▶ **Provided records**

┄┄┄┄┄┄

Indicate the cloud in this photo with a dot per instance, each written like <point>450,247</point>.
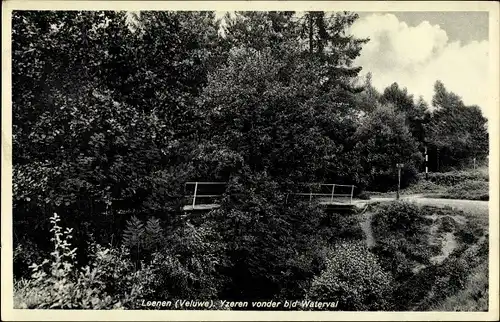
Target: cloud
<point>415,57</point>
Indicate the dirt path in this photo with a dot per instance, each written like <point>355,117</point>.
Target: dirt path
<point>477,207</point>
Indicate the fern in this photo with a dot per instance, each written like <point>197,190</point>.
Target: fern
<point>133,235</point>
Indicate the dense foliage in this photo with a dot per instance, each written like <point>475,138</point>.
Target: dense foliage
<point>113,112</point>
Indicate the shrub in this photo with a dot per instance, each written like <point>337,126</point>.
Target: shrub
<point>110,281</point>
<point>344,226</point>
<point>455,177</point>
<point>447,224</point>
<point>423,186</point>
<point>363,196</point>
<point>401,218</point>
<point>468,189</point>
<point>354,277</point>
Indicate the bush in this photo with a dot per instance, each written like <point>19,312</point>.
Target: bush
<point>423,186</point>
<point>455,177</point>
<point>403,218</point>
<point>363,196</point>
<point>110,281</point>
<point>468,189</point>
<point>344,226</point>
<point>354,278</point>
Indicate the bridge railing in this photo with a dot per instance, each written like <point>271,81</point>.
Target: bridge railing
<point>206,195</point>
<point>328,192</point>
<point>203,191</point>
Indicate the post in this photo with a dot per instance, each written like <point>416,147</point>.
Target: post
<point>194,196</point>
<point>426,164</point>
<point>399,166</point>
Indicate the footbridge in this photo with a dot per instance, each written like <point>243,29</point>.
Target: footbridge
<point>205,196</point>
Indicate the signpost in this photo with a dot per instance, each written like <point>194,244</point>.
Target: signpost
<point>399,166</point>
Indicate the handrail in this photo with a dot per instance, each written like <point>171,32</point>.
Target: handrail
<point>310,194</point>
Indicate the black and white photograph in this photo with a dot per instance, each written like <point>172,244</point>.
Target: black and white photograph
<point>238,161</point>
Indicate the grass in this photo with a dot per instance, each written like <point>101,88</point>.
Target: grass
<point>410,236</point>
<point>474,297</point>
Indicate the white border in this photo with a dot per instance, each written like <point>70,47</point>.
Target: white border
<point>81,315</point>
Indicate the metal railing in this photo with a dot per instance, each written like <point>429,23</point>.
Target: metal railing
<point>197,195</point>
<point>328,197</point>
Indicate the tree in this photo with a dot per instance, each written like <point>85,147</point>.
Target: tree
<point>103,115</point>
<point>456,132</point>
<point>383,140</point>
<point>404,103</point>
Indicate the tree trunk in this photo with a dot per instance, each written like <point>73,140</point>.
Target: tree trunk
<point>310,33</point>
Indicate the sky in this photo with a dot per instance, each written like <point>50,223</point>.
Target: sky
<point>415,49</point>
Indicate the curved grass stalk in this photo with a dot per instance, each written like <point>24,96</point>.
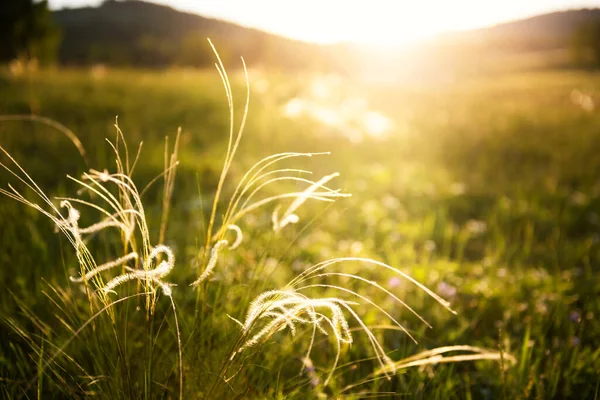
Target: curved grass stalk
<point>53,124</point>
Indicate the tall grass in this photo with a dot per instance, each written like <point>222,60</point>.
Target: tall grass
<point>324,303</point>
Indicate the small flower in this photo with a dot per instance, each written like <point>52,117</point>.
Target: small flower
<point>575,316</point>
<point>574,341</point>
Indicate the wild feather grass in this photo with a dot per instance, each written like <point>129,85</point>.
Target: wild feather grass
<point>315,302</point>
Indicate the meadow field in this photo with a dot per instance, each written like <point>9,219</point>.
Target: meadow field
<point>485,189</point>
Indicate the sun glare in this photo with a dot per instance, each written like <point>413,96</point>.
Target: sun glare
<point>373,23</point>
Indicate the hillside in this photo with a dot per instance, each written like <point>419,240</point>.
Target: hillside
<point>138,33</point>
<point>542,32</point>
<point>141,33</point>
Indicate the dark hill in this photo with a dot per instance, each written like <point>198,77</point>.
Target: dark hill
<point>141,33</point>
<point>138,33</point>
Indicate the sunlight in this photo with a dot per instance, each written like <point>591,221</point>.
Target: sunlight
<point>380,23</point>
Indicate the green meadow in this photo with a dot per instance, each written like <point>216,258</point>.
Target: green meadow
<point>485,189</point>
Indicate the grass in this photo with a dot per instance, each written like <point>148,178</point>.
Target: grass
<point>484,190</point>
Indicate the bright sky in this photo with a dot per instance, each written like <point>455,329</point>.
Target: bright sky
<point>370,22</point>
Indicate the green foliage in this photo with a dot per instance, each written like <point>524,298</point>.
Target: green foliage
<point>27,30</point>
<point>486,190</point>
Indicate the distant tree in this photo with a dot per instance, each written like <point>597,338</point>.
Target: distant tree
<point>27,30</point>
<point>586,44</point>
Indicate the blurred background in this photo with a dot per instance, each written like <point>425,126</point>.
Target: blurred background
<point>467,131</point>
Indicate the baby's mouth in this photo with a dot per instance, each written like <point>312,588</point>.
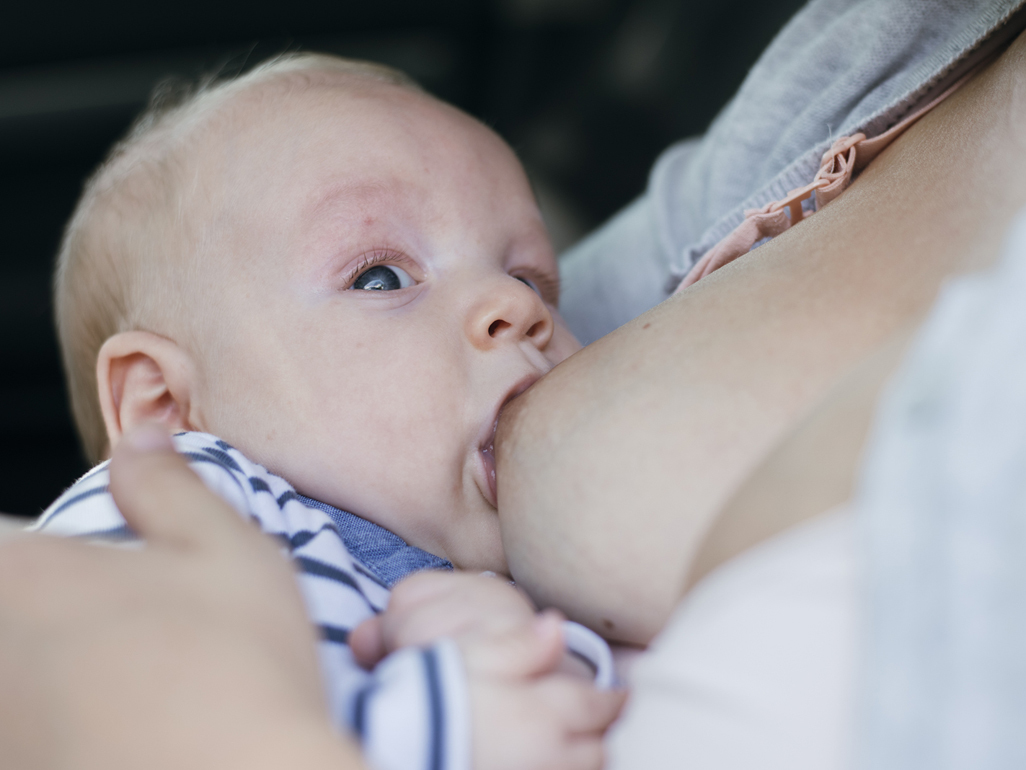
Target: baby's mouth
<point>487,448</point>
<point>488,460</point>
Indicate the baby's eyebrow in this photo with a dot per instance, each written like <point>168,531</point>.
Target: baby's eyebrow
<point>350,191</point>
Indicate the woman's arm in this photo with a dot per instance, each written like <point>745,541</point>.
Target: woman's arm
<point>191,652</point>
<point>613,467</point>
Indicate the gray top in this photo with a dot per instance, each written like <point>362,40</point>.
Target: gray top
<point>838,67</point>
<point>941,504</point>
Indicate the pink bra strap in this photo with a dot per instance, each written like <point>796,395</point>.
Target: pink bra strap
<point>849,155</point>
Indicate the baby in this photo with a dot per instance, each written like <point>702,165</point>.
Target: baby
<point>328,283</point>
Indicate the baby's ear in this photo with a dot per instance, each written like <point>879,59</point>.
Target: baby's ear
<point>145,378</point>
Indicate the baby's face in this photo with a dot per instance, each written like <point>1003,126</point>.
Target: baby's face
<point>381,284</point>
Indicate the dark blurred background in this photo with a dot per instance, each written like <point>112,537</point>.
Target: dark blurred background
<point>587,91</point>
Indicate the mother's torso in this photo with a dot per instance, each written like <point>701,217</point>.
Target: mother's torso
<point>614,467</point>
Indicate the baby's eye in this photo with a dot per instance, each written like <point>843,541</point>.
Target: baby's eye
<point>383,278</point>
<point>529,283</point>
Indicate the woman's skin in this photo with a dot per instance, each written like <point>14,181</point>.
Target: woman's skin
<point>615,465</point>
<point>193,652</point>
<point>613,469</point>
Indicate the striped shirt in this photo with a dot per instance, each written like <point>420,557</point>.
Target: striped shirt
<point>411,711</point>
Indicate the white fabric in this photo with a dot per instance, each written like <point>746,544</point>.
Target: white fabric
<point>410,713</point>
<point>755,669</point>
<point>942,500</point>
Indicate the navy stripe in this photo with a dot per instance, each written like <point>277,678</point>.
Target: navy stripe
<point>201,458</point>
<point>64,506</point>
<point>303,537</point>
<point>437,713</point>
<point>225,458</point>
<point>334,633</point>
<point>259,485</point>
<point>285,497</point>
<point>319,569</point>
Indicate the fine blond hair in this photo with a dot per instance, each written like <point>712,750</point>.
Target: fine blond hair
<point>120,266</point>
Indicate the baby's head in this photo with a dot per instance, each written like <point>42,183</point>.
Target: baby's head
<point>220,274</point>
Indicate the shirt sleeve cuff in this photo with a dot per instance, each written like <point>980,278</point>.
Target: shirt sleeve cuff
<point>416,711</point>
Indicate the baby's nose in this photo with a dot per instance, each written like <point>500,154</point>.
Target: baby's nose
<point>509,311</point>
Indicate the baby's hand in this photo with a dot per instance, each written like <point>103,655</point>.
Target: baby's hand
<point>432,605</point>
<point>525,715</point>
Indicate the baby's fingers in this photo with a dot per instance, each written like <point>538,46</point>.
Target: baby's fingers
<point>580,707</point>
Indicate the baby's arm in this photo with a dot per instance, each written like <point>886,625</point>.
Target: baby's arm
<point>524,713</point>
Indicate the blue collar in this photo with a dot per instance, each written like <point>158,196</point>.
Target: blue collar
<point>386,555</point>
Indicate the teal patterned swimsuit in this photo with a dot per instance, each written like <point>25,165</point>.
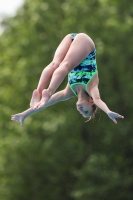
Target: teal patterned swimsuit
<point>84,72</point>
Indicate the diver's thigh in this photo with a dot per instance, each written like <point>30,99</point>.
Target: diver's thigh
<point>63,48</point>
<point>79,49</point>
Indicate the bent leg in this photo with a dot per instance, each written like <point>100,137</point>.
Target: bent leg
<point>58,57</point>
<point>48,71</point>
<point>79,49</point>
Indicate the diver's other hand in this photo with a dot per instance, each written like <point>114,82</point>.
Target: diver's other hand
<point>113,116</point>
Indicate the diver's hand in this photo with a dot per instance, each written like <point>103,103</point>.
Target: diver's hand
<point>113,116</point>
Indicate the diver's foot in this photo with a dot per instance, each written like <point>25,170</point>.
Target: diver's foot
<point>35,98</point>
<point>18,118</point>
<point>45,97</point>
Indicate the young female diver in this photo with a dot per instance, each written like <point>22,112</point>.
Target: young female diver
<point>75,57</point>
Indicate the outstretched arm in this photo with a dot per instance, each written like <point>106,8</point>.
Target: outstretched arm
<point>57,97</point>
<point>97,100</point>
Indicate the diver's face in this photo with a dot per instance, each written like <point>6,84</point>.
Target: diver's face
<point>85,107</point>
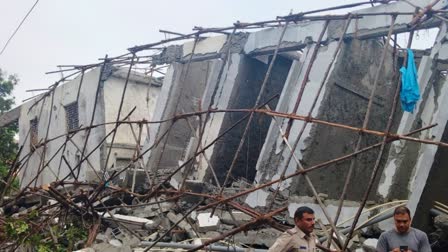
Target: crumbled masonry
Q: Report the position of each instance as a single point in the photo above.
(210, 141)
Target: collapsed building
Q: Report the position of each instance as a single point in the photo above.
(302, 112)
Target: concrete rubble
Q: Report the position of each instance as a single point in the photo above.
(238, 131)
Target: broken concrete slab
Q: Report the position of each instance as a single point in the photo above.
(206, 223)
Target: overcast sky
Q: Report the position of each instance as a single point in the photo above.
(81, 31)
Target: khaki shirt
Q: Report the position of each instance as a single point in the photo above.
(294, 240)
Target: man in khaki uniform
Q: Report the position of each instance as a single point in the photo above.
(299, 238)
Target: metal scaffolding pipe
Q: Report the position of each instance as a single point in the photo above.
(190, 246)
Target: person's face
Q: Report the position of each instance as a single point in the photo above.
(306, 223)
(402, 222)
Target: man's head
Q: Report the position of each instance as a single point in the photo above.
(304, 219)
(402, 217)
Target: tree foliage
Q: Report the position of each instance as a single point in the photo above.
(8, 147)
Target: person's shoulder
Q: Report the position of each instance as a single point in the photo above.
(387, 233)
(418, 232)
(292, 231)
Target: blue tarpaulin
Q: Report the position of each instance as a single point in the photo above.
(410, 92)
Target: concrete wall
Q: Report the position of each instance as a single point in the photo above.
(239, 89)
(63, 95)
(343, 100)
(107, 106)
(140, 94)
(182, 92)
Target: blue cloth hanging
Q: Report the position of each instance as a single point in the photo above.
(410, 93)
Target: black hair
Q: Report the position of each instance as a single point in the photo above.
(301, 210)
(402, 210)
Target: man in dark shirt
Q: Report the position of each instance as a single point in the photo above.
(403, 238)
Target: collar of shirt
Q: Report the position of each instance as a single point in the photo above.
(303, 235)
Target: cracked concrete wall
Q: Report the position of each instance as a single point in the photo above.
(63, 95)
(181, 93)
(106, 111)
(344, 100)
(239, 89)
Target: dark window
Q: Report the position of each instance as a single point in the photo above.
(34, 140)
(71, 116)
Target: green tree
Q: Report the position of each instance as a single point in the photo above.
(8, 147)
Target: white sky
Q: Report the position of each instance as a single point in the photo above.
(80, 31)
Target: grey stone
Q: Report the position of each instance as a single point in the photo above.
(115, 243)
(369, 245)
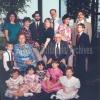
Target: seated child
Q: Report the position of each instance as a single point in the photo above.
(13, 83)
(31, 80)
(8, 57)
(70, 86)
(41, 72)
(51, 82)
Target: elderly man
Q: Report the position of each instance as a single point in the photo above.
(57, 49)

┄┄┄┄┄┄

In the records above, find the line containing "Target: concrete wall". Reproduce it and every line after it through the last line, omitting pictures.

Target: concrete wall
Q: Report the position of each instance as a single point in the photo above.
(239, 89)
(63, 95)
(343, 100)
(107, 106)
(140, 94)
(182, 92)
Target: blue cloth hanging
Q: Report the position of each instance as a single point in the photo above.
(410, 93)
Target: black hair
Q: Report the position of each instance as a single point in the photo above.
(301, 210)
(402, 210)
Target: man in dark shirt
Q: Report the position of each instance as a single point in the photo above.
(403, 238)
Target: collar of shirt
Q: Report the position of each instance as a single point in the photo above.
(303, 235)
Target: cracked concrete wall
Q: Report the position of each instance as a single point in the photo above.
(63, 95)
(181, 93)
(106, 111)
(344, 100)
(239, 89)
Target: dark window
Q: Report the position of each instance as a single point in the photo above.
(34, 140)
(71, 116)
Target: green tree
Q: Report the position of each instance as a single point in the photo above.
(8, 147)
Target: white sky
Q: Report the position of each instance as a single point in the photo above.
(80, 31)
Target: grey stone
Q: Report the position of each instance as a single point in the photo above.
(115, 243)
(369, 245)
Target: seated child
Q: Report the position of each instance as a single point in the photo above.
(13, 83)
(31, 80)
(8, 57)
(70, 86)
(41, 72)
(51, 82)
Target: elderly man
Q: Report the position of each instance as a single point in the photo above.
(57, 49)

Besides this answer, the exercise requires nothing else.